In the material, swap "street lamp" for "lamp post" in everything from the line containing "Where can you find the street" down to the line containing "point(20, 10)", changing nothing else. Give back only those lines.

───── Input rows ─────

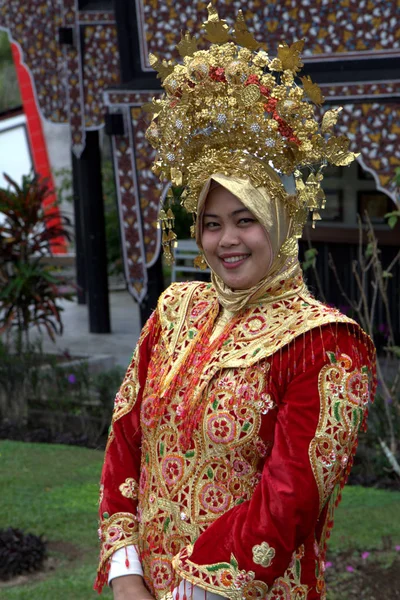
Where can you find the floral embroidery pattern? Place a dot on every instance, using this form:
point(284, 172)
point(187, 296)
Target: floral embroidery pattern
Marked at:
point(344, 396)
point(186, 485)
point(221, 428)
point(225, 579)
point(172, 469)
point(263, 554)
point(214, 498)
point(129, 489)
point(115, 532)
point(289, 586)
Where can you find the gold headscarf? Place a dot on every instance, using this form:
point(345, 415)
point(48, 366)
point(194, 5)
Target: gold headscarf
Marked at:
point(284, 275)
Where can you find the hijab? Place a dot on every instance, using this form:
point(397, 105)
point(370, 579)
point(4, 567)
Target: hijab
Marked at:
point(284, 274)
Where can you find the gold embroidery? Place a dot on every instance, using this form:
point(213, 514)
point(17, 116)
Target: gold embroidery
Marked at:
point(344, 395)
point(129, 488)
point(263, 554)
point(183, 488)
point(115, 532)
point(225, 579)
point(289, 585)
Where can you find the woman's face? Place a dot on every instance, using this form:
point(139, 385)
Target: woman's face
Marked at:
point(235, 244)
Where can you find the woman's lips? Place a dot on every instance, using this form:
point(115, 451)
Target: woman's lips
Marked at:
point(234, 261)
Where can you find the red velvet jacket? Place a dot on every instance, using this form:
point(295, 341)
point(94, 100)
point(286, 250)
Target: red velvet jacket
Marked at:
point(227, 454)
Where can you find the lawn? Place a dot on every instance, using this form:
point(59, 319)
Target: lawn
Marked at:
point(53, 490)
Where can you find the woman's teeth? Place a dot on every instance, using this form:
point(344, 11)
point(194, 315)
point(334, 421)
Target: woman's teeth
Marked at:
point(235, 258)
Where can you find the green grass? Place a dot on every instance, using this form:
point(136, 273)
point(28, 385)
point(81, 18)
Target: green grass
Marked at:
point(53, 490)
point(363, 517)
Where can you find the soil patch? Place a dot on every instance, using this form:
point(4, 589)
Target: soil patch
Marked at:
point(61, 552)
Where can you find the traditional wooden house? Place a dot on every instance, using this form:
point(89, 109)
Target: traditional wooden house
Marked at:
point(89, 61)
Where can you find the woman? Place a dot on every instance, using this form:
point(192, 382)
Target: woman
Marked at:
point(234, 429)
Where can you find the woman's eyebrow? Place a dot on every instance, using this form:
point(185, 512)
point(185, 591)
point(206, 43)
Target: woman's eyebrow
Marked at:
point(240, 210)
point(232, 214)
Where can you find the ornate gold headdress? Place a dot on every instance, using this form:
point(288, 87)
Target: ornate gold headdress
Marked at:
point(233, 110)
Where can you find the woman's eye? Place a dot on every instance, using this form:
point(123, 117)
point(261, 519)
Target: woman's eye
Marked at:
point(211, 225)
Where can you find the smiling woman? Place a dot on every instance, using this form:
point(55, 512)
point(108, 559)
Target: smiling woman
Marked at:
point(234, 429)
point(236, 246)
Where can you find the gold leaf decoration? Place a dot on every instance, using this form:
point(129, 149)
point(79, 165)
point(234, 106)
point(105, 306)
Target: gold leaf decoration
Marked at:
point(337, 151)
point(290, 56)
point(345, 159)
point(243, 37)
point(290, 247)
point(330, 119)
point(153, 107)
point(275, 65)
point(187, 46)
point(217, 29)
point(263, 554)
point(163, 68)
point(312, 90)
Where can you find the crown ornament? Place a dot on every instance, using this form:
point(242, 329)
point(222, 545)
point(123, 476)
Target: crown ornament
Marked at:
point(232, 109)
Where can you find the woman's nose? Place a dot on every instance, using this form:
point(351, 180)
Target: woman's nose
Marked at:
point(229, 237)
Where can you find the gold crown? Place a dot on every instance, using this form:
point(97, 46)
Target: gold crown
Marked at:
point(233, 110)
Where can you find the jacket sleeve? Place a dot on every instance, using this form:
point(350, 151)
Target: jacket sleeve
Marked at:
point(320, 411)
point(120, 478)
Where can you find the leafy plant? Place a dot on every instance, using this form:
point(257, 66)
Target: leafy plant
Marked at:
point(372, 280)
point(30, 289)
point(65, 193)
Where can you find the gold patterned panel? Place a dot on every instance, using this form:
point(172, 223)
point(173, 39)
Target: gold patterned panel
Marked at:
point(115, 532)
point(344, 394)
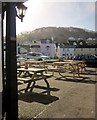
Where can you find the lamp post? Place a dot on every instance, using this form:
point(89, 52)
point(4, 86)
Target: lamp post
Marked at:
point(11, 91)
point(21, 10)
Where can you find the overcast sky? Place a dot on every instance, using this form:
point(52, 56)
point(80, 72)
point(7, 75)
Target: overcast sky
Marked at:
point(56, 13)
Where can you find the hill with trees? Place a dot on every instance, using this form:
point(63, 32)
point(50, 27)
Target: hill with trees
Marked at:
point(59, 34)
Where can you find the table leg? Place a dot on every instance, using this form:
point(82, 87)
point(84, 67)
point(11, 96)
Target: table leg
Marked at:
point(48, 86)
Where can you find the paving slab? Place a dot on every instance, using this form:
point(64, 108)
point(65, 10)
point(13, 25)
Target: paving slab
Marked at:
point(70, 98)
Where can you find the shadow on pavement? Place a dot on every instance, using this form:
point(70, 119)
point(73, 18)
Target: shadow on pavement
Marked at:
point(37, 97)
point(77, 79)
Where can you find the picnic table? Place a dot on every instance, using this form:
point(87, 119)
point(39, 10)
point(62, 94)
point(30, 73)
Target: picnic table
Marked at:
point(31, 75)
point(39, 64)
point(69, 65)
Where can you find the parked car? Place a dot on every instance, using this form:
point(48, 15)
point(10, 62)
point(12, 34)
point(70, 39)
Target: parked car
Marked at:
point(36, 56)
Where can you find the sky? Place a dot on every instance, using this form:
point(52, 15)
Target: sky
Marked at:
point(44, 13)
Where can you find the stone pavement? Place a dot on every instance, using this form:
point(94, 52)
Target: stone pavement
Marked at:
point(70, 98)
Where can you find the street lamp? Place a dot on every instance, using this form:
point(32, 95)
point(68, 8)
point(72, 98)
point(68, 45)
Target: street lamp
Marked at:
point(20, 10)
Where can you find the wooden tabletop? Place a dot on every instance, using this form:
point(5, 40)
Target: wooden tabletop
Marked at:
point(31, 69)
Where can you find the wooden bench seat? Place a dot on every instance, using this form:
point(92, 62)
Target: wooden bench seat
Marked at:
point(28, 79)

─────

## Task response:
Where can you find the lamp post? Place a dot on every instance, using this form:
point(32, 95)
point(68, 8)
point(72, 98)
point(68, 45)
Target: lamp post
Marked at:
point(20, 10)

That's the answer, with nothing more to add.